— BEGIN Dataset rows —

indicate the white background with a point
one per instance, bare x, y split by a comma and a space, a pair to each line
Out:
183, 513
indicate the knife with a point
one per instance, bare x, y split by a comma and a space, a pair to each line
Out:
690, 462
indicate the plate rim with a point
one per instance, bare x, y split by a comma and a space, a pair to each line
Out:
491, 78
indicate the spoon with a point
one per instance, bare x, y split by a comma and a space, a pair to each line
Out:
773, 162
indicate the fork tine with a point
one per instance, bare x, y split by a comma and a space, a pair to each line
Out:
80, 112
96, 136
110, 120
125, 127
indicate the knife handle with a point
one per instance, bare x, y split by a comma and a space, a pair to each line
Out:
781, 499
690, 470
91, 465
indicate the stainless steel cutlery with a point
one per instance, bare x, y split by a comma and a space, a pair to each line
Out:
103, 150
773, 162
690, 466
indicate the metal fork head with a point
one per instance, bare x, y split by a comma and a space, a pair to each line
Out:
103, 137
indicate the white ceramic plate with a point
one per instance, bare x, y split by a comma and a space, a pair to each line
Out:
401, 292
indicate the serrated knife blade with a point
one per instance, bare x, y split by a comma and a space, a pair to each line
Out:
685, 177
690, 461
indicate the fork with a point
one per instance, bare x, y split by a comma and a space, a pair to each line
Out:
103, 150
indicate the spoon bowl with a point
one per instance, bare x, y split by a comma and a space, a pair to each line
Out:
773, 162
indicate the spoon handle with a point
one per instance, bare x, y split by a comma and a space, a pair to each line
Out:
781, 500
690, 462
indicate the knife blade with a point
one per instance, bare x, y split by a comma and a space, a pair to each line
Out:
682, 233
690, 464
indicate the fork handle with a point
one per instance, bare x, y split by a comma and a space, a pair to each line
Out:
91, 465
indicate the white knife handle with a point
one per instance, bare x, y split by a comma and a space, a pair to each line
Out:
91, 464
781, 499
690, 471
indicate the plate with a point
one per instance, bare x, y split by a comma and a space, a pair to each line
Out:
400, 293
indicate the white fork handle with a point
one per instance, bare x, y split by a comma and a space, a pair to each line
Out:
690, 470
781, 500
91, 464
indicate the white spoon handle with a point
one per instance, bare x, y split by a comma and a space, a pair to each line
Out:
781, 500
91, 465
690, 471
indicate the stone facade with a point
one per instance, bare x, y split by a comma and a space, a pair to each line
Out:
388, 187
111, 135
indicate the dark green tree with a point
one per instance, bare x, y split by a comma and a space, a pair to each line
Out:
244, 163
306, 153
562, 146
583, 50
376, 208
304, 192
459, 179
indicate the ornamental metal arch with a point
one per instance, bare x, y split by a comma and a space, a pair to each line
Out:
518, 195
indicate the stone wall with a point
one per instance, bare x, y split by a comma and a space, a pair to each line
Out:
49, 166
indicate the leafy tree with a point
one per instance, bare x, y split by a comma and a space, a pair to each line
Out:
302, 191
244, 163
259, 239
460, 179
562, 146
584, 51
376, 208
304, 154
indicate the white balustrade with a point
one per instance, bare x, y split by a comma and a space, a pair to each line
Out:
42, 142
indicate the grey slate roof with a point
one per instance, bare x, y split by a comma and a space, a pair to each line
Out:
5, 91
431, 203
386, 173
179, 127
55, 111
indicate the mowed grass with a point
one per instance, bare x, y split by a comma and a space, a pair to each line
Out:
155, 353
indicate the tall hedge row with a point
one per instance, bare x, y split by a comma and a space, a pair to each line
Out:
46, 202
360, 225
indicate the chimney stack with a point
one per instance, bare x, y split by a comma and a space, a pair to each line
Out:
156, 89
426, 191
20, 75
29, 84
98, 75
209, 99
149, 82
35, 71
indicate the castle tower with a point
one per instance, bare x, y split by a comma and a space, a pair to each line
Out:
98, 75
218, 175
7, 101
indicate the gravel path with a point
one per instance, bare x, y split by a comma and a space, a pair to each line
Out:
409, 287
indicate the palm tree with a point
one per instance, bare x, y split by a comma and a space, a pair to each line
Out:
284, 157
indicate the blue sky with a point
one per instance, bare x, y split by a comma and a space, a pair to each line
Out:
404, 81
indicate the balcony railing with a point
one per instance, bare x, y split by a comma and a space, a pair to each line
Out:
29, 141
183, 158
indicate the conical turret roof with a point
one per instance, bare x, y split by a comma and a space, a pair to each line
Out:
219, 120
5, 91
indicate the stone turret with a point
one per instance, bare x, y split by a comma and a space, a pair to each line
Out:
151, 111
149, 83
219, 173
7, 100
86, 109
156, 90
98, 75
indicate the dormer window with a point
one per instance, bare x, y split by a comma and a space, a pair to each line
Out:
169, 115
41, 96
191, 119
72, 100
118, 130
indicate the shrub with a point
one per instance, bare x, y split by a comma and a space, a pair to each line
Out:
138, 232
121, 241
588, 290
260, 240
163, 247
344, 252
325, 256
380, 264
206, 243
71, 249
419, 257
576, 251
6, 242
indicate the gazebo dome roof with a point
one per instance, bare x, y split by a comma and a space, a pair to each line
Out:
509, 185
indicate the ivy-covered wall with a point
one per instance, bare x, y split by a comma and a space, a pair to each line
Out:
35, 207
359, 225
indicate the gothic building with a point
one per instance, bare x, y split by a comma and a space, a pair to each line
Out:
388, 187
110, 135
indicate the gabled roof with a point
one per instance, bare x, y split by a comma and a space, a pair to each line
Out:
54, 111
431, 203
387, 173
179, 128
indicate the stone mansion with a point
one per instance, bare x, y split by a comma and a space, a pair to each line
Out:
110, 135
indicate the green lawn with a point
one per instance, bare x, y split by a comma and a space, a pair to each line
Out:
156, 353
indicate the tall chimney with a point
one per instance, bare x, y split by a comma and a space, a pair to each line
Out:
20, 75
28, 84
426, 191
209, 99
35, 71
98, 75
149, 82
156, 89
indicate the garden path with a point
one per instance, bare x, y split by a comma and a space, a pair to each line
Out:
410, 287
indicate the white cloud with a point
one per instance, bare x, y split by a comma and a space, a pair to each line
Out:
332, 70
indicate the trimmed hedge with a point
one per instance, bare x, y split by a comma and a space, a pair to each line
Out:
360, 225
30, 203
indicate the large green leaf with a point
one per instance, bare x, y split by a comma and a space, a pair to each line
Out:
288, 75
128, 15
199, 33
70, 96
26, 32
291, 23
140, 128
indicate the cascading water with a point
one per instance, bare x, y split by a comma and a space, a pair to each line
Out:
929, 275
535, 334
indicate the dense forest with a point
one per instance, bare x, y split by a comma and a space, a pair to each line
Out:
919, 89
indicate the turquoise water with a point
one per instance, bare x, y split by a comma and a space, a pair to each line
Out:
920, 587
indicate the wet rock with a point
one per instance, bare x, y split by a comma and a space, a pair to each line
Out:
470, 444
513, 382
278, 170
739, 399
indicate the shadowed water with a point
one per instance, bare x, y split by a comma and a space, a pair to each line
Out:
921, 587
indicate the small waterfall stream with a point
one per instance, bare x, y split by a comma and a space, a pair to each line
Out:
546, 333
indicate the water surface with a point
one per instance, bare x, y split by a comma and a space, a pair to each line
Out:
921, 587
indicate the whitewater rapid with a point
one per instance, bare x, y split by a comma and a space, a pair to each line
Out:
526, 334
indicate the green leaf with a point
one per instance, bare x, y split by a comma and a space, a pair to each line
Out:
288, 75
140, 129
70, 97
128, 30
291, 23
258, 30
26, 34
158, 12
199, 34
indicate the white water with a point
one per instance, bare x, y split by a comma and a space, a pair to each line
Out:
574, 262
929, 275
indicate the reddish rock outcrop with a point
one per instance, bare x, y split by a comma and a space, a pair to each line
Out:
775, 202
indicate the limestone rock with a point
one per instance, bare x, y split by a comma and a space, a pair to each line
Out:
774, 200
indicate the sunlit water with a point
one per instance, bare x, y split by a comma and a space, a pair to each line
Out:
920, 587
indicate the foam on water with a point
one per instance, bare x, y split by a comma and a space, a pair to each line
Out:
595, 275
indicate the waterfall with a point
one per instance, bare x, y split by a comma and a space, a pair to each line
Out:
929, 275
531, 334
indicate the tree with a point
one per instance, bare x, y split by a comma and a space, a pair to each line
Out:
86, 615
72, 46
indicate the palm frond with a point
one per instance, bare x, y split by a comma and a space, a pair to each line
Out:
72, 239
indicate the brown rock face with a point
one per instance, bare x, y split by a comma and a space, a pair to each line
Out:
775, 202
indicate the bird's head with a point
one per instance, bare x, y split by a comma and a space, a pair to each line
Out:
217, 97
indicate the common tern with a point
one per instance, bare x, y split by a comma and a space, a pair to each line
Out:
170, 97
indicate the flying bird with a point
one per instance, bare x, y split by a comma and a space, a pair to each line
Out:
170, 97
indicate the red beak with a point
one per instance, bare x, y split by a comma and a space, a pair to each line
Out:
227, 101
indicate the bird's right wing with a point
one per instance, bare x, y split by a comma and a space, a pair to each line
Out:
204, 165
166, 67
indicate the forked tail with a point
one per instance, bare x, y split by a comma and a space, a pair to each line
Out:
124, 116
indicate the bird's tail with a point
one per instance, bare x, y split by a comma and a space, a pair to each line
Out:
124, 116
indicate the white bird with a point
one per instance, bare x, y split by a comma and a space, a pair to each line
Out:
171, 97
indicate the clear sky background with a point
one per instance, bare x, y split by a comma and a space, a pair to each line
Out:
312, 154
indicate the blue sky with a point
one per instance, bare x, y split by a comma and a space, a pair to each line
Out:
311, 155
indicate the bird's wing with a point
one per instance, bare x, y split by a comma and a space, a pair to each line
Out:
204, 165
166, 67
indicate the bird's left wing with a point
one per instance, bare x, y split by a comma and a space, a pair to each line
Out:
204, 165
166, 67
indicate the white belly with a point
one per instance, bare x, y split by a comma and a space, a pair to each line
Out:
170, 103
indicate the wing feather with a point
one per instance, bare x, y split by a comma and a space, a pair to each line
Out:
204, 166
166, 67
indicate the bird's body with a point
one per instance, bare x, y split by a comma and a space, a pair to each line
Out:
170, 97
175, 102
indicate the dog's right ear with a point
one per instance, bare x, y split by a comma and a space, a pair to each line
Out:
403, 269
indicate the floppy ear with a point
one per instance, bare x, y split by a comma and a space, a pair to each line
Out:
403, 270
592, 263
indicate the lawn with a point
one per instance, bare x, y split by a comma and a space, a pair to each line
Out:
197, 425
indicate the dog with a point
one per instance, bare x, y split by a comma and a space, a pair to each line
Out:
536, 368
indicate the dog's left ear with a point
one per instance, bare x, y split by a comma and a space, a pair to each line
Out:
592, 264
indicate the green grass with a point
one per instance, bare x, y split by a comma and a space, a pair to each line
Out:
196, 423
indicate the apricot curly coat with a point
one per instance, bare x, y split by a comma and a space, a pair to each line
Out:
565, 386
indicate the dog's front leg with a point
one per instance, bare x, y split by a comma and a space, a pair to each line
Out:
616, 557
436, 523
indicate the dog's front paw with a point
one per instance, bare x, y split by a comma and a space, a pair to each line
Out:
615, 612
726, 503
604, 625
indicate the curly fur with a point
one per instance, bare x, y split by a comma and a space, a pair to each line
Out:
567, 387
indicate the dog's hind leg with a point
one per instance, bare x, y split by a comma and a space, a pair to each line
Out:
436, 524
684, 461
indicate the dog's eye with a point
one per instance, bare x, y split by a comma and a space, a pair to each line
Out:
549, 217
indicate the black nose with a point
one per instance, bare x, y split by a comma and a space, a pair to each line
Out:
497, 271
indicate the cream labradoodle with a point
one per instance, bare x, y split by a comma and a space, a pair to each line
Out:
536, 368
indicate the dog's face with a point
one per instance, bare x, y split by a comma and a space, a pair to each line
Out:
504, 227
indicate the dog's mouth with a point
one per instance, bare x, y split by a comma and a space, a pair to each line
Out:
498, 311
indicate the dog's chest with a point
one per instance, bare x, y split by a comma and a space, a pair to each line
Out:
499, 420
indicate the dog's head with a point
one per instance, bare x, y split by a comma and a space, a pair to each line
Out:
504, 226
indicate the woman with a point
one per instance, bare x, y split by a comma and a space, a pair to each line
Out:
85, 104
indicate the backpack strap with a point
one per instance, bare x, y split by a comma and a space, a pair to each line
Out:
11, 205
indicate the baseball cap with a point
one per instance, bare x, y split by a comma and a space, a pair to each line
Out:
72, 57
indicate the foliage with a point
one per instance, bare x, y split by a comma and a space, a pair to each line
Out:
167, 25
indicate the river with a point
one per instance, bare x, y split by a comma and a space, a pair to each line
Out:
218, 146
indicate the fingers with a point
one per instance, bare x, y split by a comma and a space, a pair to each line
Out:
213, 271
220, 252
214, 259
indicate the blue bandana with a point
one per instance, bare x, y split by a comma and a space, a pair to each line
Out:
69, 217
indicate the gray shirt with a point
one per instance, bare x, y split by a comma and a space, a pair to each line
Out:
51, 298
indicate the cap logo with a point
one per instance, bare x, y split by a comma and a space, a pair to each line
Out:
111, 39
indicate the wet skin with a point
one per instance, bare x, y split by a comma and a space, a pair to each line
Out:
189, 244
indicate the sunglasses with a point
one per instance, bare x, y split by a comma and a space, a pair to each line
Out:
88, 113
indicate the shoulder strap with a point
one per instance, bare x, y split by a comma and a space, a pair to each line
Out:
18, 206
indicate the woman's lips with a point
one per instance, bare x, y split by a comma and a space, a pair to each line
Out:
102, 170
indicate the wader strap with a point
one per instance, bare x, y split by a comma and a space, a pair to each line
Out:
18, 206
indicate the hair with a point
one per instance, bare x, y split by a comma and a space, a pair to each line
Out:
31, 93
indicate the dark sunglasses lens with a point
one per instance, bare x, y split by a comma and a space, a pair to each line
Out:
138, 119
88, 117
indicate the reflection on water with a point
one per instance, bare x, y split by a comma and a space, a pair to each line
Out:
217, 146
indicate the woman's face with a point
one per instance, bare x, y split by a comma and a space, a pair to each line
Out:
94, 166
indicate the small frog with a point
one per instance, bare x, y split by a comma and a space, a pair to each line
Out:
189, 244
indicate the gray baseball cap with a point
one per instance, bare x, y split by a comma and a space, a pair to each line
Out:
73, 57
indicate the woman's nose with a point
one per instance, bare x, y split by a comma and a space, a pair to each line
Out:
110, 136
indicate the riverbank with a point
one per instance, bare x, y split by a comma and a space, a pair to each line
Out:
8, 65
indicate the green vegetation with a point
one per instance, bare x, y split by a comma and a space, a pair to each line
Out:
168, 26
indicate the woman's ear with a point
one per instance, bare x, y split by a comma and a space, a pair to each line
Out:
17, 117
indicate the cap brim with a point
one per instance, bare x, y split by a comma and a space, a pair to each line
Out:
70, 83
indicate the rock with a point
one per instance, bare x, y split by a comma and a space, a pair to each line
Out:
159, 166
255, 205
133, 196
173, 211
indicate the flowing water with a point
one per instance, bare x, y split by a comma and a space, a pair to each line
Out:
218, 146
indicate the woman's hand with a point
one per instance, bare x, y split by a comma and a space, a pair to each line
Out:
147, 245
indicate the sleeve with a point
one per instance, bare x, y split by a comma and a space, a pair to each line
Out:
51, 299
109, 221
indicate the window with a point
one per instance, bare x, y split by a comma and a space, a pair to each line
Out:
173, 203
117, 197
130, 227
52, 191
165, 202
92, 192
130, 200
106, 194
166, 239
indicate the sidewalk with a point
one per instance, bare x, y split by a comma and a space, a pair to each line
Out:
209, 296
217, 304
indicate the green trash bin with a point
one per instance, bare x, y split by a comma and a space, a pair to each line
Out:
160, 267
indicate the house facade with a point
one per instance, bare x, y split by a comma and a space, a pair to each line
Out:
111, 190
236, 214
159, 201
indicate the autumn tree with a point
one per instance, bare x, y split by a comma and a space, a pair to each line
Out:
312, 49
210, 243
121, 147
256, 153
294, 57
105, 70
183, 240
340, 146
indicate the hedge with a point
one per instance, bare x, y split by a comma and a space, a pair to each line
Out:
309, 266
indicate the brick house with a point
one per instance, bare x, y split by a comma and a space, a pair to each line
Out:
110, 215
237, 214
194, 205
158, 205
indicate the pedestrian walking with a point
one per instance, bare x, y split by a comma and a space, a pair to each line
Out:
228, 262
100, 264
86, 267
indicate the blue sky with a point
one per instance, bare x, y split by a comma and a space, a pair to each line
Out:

— END Dataset rows —

• Problem statement:
Output exactly the lines from the one containing "indicate the hedge with a point" through the last line of the entries, both ends included.

• The result:
indicate the hedge with a point
one per instance, bare x, y split by a comma and a space, a pair to each line
Out:
309, 266
indicate the brick house with a point
one per instance, bare x, y split by a comma and a space, a pair to each line
Out:
110, 215
237, 214
194, 205
158, 205
indicate the pedestrian walking with a point
one per instance, bare x, y split by a comma and a space, a pair to each line
Out:
228, 262
100, 264
86, 267
indicate the blue sky with a point
one per instance, bare x, y split by a comma and a space, a pair to each line
Out:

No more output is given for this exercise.